§ **Passage to read**:
Ever stumbled across those bold, glowing retro text effects and wondered how designers pull them off? The good news is you don’t need to be a Photoshop wizard to make them happen. With some layer painting, smart brushwork, and a few lighting tricks, you can build a colorful typographic illustration that looks genuinely stunning.
This tutorial walks you through the full process, step by step. By the end, you’ll have a shiny, multi-toned retro text piece with rich color gradients and glowing highlights. Let’s get into it.
What You Need Before Starting
Grab two things before you open Photoshop. First, download the Tetra font from Font Fabric. It has a chunky, geometric shape that works perfectly for this style. Second, grab some bokeh textures from the Photoshop Tutorials site. You’ll use those later for the background glow effects.

Got both? Good. Now open Photoshop and let’s build this from scratch.
Setting Up Your Document
Start by creating a new document. Set the width to 2100 pixels and the height to 3300 pixels. Use a resolution of 300 dpi so everything stays crisp if you ever print it.

[Saved entries]
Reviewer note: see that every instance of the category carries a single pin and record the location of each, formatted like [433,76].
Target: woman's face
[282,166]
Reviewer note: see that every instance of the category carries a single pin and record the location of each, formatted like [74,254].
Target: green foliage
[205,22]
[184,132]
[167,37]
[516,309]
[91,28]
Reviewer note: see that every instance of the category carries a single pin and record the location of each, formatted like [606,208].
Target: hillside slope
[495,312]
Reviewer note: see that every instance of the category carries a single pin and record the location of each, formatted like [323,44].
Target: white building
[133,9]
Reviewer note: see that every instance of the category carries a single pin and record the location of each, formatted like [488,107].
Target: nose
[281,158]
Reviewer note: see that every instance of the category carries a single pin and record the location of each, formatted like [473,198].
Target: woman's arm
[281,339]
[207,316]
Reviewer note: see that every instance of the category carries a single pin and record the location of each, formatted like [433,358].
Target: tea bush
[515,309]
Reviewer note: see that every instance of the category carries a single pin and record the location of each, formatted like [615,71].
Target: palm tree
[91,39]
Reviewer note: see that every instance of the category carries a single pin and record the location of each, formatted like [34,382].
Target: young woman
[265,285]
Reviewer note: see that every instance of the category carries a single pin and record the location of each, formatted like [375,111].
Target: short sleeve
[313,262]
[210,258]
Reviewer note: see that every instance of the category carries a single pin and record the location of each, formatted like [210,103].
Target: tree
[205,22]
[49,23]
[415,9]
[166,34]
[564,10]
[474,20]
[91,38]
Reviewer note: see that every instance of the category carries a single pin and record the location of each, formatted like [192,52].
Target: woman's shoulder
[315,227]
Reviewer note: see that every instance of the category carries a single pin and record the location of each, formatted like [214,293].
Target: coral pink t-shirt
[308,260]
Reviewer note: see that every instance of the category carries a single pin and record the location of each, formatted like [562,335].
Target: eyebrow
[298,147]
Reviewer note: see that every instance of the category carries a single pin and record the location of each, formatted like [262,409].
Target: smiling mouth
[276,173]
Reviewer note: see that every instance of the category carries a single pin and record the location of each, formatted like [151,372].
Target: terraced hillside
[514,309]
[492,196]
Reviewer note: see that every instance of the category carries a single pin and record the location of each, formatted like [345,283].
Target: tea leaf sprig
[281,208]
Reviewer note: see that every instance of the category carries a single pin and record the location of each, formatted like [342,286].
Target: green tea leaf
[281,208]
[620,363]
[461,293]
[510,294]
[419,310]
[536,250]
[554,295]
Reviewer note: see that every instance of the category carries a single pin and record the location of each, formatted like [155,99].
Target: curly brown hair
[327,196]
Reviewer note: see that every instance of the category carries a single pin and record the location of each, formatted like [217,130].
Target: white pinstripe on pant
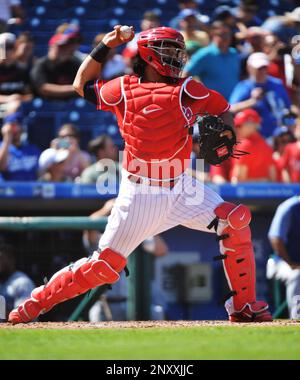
[142,211]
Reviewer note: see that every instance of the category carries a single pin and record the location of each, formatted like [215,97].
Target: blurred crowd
[254,63]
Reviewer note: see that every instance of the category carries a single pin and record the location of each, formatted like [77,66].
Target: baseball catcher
[154,109]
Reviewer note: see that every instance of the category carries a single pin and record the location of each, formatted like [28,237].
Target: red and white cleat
[254,312]
[25,312]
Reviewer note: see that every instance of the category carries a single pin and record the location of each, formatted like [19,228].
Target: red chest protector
[157,142]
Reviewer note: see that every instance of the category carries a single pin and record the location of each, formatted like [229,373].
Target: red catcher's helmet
[247,116]
[163,48]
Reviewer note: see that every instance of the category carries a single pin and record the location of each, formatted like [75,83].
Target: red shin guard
[70,282]
[232,227]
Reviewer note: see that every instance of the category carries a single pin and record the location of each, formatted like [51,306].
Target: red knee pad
[237,252]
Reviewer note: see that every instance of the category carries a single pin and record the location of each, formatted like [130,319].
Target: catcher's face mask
[164,49]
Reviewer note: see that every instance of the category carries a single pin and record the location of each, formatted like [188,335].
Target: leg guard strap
[70,282]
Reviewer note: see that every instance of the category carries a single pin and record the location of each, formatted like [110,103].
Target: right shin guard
[237,252]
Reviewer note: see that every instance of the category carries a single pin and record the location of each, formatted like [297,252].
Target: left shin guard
[232,227]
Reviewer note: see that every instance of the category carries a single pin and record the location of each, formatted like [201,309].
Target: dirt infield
[142,324]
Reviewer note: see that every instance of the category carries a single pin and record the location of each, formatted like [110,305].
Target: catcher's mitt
[215,149]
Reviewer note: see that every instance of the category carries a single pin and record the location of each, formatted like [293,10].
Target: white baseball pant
[141,211]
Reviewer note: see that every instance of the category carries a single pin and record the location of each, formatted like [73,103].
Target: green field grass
[155,343]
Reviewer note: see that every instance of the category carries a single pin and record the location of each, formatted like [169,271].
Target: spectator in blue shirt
[18,159]
[217,65]
[285,240]
[264,93]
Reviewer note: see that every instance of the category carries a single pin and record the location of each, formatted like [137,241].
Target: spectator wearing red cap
[53,75]
[281,137]
[258,164]
[291,158]
[262,92]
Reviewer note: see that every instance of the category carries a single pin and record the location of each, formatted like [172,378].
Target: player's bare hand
[114,38]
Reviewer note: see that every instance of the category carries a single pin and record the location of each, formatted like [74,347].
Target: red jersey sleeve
[216,104]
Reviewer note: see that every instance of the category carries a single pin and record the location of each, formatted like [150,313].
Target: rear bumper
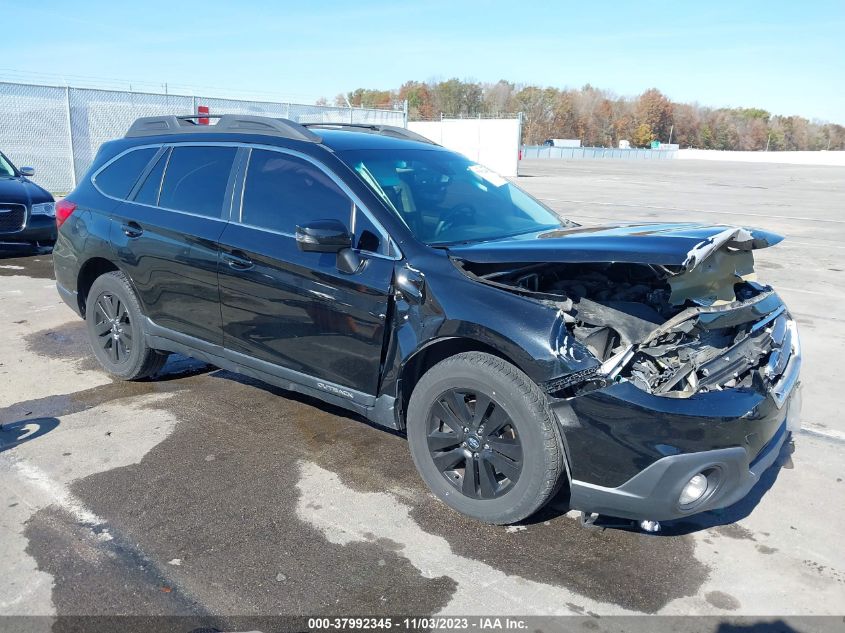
[653,494]
[69,297]
[39,228]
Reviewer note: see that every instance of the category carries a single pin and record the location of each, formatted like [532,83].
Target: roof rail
[387,130]
[226,124]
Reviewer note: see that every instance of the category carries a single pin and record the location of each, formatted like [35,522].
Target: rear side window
[118,178]
[148,193]
[283,191]
[196,178]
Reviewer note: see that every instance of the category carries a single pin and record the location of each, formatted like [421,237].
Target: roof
[336,136]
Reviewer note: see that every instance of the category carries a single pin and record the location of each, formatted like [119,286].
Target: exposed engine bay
[670,330]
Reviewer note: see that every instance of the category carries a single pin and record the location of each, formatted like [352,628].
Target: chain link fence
[58,130]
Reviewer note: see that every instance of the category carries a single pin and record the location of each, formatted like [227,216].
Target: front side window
[196,179]
[6,169]
[119,177]
[445,198]
[282,192]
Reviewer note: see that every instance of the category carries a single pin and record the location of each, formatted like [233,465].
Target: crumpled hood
[22,191]
[680,244]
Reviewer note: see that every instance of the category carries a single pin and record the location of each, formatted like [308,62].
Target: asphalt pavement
[204,492]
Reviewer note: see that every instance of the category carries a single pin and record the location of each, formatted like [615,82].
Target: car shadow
[302,398]
[559,505]
[14,434]
[775,626]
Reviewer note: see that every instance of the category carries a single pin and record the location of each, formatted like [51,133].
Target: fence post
[70,138]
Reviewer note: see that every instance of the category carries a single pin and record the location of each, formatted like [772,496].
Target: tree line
[600,118]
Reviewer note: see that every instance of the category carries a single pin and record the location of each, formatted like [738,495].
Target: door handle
[132,229]
[237,262]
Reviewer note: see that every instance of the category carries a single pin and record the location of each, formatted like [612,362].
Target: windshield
[6,169]
[445,198]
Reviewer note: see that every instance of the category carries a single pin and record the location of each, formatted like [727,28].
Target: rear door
[166,236]
[294,309]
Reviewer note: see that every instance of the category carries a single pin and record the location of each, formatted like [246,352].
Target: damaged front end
[671,330]
[694,367]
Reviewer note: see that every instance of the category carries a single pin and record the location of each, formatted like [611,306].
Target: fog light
[694,490]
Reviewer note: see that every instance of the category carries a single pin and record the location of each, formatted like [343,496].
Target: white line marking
[830,434]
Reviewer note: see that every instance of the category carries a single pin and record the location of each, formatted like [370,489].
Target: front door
[291,308]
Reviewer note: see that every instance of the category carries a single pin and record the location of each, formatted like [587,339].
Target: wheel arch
[442,348]
[428,355]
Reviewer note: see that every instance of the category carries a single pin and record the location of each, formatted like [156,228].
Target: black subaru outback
[639,369]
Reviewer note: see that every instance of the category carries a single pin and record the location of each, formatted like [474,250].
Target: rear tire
[113,318]
[484,439]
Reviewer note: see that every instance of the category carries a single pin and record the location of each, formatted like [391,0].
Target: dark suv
[27,212]
[638,369]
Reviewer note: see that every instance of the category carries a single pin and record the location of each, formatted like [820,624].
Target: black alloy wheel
[114,322]
[474,444]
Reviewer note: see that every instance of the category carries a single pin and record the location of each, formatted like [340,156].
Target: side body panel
[173,265]
[296,309]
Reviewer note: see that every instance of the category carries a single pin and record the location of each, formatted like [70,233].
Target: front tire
[483,438]
[113,319]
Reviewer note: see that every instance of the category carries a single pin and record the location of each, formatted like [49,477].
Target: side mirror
[323,236]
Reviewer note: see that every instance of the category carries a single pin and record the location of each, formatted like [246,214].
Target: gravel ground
[208,493]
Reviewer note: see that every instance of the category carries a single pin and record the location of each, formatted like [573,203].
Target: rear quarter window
[119,177]
[196,179]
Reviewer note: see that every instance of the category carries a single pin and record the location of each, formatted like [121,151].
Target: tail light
[63,210]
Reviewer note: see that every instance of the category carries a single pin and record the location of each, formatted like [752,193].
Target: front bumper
[631,453]
[38,228]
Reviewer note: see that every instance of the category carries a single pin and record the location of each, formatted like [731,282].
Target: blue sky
[787,57]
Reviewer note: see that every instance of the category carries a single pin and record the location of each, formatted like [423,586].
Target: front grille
[781,335]
[12,217]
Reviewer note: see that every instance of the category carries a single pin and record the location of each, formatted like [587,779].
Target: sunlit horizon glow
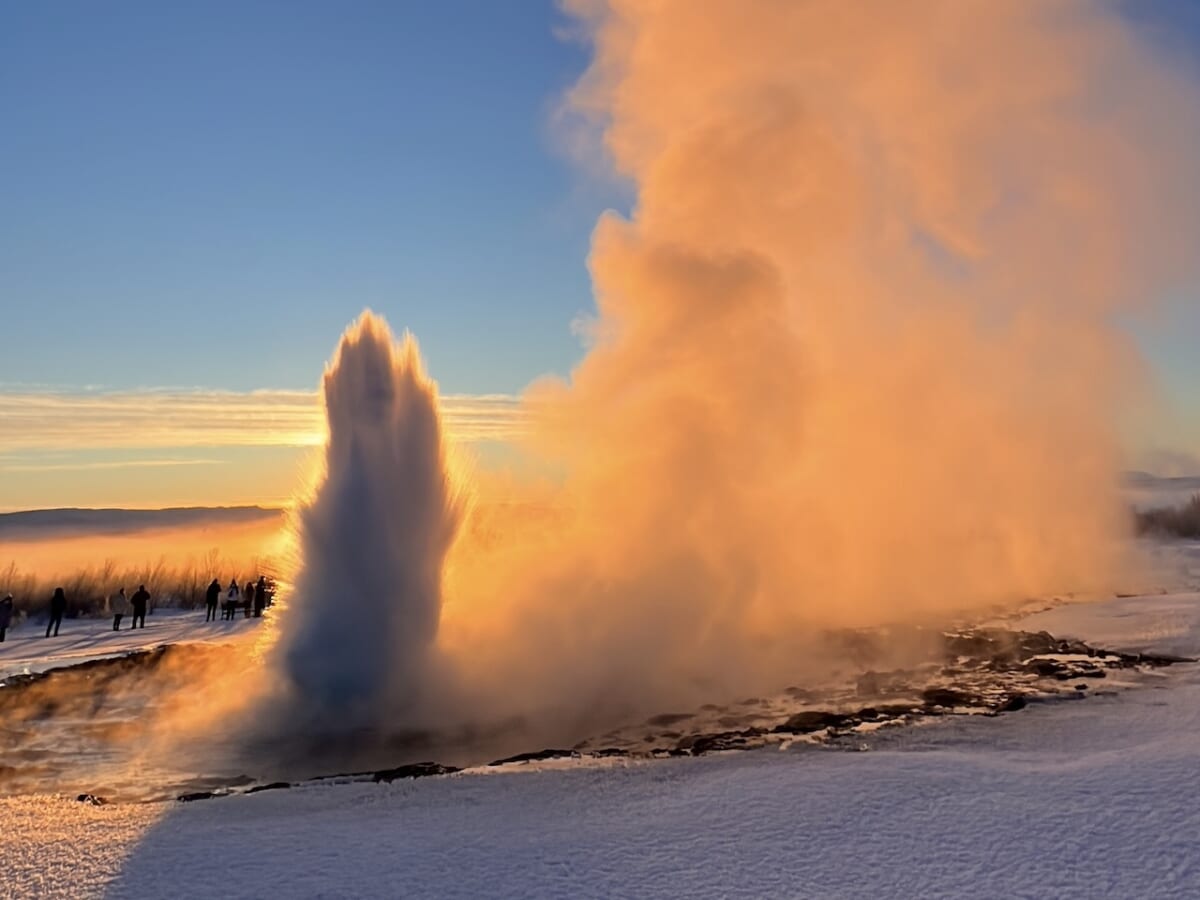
[181,448]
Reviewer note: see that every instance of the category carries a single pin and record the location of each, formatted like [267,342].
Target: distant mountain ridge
[33,525]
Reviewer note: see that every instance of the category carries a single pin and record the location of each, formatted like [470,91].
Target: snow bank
[1093,798]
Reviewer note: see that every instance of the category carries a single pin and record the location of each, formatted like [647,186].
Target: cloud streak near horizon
[43,420]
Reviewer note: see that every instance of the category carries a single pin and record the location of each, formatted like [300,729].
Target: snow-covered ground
[28,651]
[1096,797]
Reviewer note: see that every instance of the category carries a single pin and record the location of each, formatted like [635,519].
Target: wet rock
[273,786]
[198,796]
[701,744]
[1045,667]
[869,684]
[1013,703]
[417,769]
[538,755]
[813,720]
[669,719]
[948,697]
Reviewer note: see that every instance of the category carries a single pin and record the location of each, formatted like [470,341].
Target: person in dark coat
[211,598]
[120,605]
[232,600]
[58,610]
[139,600]
[259,597]
[5,616]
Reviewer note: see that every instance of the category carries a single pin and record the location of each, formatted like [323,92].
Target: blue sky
[204,195]
[207,193]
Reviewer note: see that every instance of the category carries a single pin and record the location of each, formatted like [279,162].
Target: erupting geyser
[364,613]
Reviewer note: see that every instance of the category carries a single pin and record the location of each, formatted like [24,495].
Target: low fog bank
[52,523]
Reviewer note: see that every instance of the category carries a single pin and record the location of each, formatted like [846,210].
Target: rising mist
[855,361]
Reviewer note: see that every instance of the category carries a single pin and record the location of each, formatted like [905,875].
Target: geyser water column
[358,631]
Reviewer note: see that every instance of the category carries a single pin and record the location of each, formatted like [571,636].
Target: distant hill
[1147,491]
[41,523]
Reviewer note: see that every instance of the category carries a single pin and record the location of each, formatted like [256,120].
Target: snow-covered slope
[1090,798]
[28,651]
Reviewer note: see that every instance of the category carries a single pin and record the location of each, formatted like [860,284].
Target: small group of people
[255,598]
[252,600]
[119,605]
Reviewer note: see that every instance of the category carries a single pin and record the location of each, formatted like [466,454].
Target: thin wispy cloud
[43,420]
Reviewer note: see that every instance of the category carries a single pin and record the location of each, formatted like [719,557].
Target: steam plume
[855,358]
[855,363]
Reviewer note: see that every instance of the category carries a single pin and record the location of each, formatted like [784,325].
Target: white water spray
[358,635]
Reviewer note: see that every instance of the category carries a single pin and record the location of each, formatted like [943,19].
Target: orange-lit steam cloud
[855,358]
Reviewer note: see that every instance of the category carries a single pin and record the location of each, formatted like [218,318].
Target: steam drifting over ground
[853,363]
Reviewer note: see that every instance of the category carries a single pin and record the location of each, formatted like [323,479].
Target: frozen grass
[1181,521]
[174,586]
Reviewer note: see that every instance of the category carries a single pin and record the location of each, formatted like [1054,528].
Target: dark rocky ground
[52,721]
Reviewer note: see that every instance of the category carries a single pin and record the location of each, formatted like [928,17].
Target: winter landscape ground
[1093,796]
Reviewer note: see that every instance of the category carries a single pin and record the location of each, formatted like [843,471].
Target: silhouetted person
[259,597]
[211,598]
[232,597]
[139,599]
[58,610]
[120,605]
[5,616]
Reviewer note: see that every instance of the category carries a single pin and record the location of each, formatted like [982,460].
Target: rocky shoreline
[983,672]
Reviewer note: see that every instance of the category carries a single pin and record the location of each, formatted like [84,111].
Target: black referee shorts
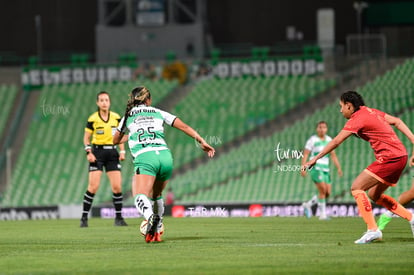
[106,156]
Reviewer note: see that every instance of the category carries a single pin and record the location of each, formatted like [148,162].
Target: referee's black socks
[117,200]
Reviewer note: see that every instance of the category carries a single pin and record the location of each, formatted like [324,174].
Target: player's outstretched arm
[305,157]
[403,128]
[119,138]
[180,125]
[328,148]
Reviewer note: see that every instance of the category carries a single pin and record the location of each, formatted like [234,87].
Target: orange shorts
[387,171]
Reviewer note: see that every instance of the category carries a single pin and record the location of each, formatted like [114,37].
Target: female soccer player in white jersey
[320,172]
[153,162]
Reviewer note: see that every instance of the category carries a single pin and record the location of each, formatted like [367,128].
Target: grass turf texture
[205,246]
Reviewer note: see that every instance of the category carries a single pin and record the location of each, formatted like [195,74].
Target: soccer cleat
[152,227]
[307,210]
[84,222]
[370,236]
[412,224]
[383,221]
[157,237]
[120,222]
[324,218]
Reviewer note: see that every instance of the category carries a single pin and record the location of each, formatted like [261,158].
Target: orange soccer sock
[365,208]
[396,208]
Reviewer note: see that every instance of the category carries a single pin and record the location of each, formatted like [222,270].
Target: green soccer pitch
[205,246]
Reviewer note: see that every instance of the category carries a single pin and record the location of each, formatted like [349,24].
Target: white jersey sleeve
[309,144]
[168,118]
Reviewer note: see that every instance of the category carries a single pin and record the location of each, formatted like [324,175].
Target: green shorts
[155,163]
[319,176]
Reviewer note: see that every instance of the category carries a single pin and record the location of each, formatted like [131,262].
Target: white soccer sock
[313,200]
[143,205]
[322,207]
[160,206]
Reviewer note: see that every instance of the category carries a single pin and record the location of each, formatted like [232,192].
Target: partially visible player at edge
[320,172]
[404,199]
[100,153]
[153,162]
[373,126]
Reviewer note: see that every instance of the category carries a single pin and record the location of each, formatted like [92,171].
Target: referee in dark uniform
[101,152]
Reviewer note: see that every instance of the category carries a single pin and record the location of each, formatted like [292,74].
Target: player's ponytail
[137,97]
[354,98]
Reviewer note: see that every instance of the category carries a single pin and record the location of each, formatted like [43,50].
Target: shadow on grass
[184,238]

§ **Prompt 1**: List the document settings given in the retro text tutorial for the new Photoshop document.
§ **Prompt 2**: According to the retro text tutorial, why should the new document use a resolution of 300 dpi?
§ **Prompt 3**: Write the next part of the retro text tutorial, picking up after its last sentence.
None of the saved entries is needed here.

§ **Expected answer 1**:
- Width: 2100 pixels
- Height: 3300 pixels
- Resolution: 300 dpi

§ **Expected answer 2**: A resolution of 300 dpi keeps everything crisp if you ever print the piece.

§ **Expected answer 3**:
Select the Bucket tool (G) and fill your background layer with solid black. That dark base makes your colors pop dramatically once you start adding the glowing tones. Think of it like turning off the lights before lighting candles — the contrast does all the heavy lifting.

Adding Your Type
Grab the Type tool (T) and set your font to Tetra. Use a size around 250pt, though you can go bigger if you want the letters to fill more of the canvas. Type the word “Super” in the upper portion of your document.
Once your text is placed, right-click the text layer and select “Rasterize Layer.” This converts the live text into editable pixels. You lose the ability to change the wording after this point, so double-check your spelling before confirming.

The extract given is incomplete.